■ Direction 1 ■
Reproduce word for word the part of the forum thread on composite aircraft starting with "This may be" and going on through "http://www.rolls-royce.com/Images/whittle_tcm92-54...".

■ Extract to read ■
Eric (and others)

Author
Discussion

IforB

9,840 posts

231 months

Sunday 25th October 2009
quotequote all
If everyone is waiting on the 787, then that's knackered then. That's one project that seems to be turning into a complete disaster. I hope they pull it off though.

Eric Mc

122,335 posts

267 months

Sunday 25th October 2009
quotequote all
The era of the all composite aircraft has been promised for so long now - and we are still waiting.

navier_stokes

948 posts

201 months

Sunday 25th October 2009
quotequote all
IforB said:
If everyone is waiting on the 787, then that's knackered then. That's one project that seems to be turning into a complete disaster. I hope they pull it off though.
True, but someone had to start somewhere wink

dr_gn

16,199 posts

186 months

Sunday 25th October 2009
quotequote all
navier_stokes said:
IforB said:
Would having the engines in that configuration on the BWB's actually induce lift by increasing airflow over the body?
Possibly, the suction (upper) side of an aerofoil benefits (increases lift) from larger velocities (compared to the pressure side), as a simplification.

Also it may aid seperation at higher angles of attack because it will always force the flow towards the trailing edge - and therefore create less drag.

This may be offset by any turbulence generated by the engine intakes.

NASA also have a concept for replacing 3 or 4 conventional turbines with many mini turbines on the trailing egdes of conventional wings with the assumption of the above and the fact they should be significantly less draggy - I can't find a picture of them at the moment though.

Edited:

Found an example, see page 27:
http://www.rolls-royce.com/Images/whittle_tcm92-54...

The reason why this isn't implemented at the moment is because the turbines just aren't efficient at that size (yet).

■ Direction 2 ■
Rewrite only the records starting with the line with "shown in [70,289]." and going on through the end of the records. Substitute "damp sidewalk" for "wet sidewalk" and leave everything else unchanged.

■ Records for this exercise ■
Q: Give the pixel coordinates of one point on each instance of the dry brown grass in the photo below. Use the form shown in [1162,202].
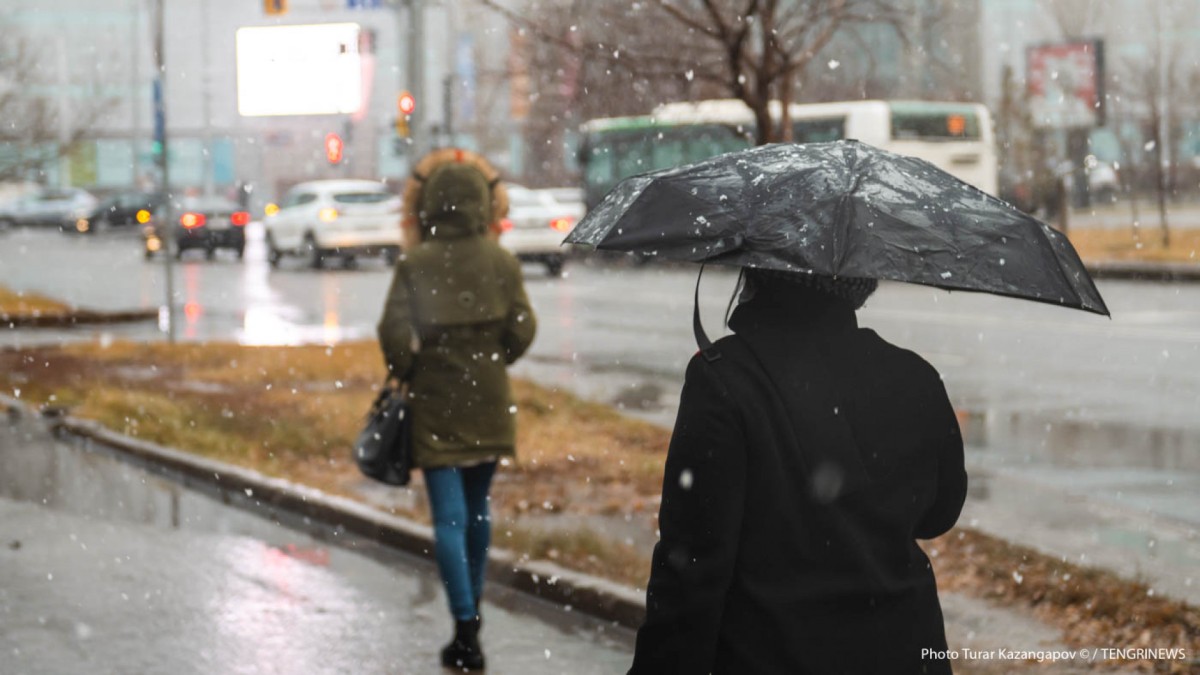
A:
[1144,245]
[13,304]
[293,412]
[1092,607]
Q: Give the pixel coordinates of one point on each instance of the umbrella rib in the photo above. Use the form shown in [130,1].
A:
[1057,263]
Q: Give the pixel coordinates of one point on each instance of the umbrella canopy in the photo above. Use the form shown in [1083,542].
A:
[840,209]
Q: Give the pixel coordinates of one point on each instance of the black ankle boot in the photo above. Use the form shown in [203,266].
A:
[463,652]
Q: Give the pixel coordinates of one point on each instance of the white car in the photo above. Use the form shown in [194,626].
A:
[324,219]
[59,208]
[537,225]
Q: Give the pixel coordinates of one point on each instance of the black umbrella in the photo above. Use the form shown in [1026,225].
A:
[840,209]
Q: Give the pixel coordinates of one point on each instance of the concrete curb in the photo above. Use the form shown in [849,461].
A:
[581,592]
[76,318]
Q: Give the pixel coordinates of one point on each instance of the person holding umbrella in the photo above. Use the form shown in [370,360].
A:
[809,454]
[804,464]
[460,298]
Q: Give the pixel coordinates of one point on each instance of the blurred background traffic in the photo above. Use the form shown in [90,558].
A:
[1054,105]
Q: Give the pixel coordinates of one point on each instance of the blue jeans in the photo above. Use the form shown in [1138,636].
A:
[462,531]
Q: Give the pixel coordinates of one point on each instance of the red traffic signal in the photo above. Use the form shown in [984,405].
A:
[406,103]
[334,148]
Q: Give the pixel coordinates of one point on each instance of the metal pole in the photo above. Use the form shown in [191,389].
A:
[162,219]
[415,67]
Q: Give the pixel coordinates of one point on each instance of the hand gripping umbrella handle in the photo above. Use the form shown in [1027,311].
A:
[706,346]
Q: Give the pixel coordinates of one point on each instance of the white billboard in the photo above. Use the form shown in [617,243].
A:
[299,70]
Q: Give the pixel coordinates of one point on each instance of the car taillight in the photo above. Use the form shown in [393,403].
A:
[191,220]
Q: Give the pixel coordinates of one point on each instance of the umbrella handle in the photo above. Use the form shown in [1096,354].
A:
[706,346]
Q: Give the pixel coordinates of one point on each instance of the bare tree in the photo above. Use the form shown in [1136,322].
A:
[36,130]
[754,51]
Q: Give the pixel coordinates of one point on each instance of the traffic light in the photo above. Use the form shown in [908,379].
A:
[406,103]
[405,106]
[334,148]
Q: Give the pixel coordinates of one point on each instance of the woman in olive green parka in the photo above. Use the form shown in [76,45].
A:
[455,317]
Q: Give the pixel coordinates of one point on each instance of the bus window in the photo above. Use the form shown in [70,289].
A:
[669,150]
[599,167]
[912,125]
[819,130]
[631,156]
[713,141]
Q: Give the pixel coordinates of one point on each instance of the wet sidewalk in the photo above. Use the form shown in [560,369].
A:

■ Written reply 1 ■
This may be offset by any turbulence generated by the engine intakes.

NASA also have a concept for replacing 3 or 4 conventional turbines with many mini turbines on the trailing egdes of conventional wings with the assumption of the above and the fact they should be significantly less draggy - I can't find a picture of them at the moment though.

Edited:

Found an example, see page 27:
http://www.rolls-royce.com/Images/whittle_tcm92-54...

■ Written reply 2 ■
Q: Give the pixel coordinates of one point on each instance of the bus window in the photo above. Use the form shown in [70,289].
A:
[669,150]
[599,167]
[912,125]
[819,130]
[631,156]
[713,141]
Q: Give the pixel coordinates of one point on each instance of the damp sidewalk in the photo above. Use the form shown in [560,369].
A:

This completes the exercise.